§ **Directions**: Please give the listing again, word for word, with nothing left out.

§ **Dataset records**:
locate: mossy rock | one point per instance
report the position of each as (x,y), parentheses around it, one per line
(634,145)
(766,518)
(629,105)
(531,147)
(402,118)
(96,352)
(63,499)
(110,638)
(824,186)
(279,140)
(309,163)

§ **Answer to this task**:
locate: mossy rock | one point per instance
report the position of each as (x,y), parentheses around it, one per line
(634,145)
(766,518)
(629,105)
(531,147)
(402,118)
(96,352)
(63,499)
(110,638)
(824,186)
(279,140)
(309,163)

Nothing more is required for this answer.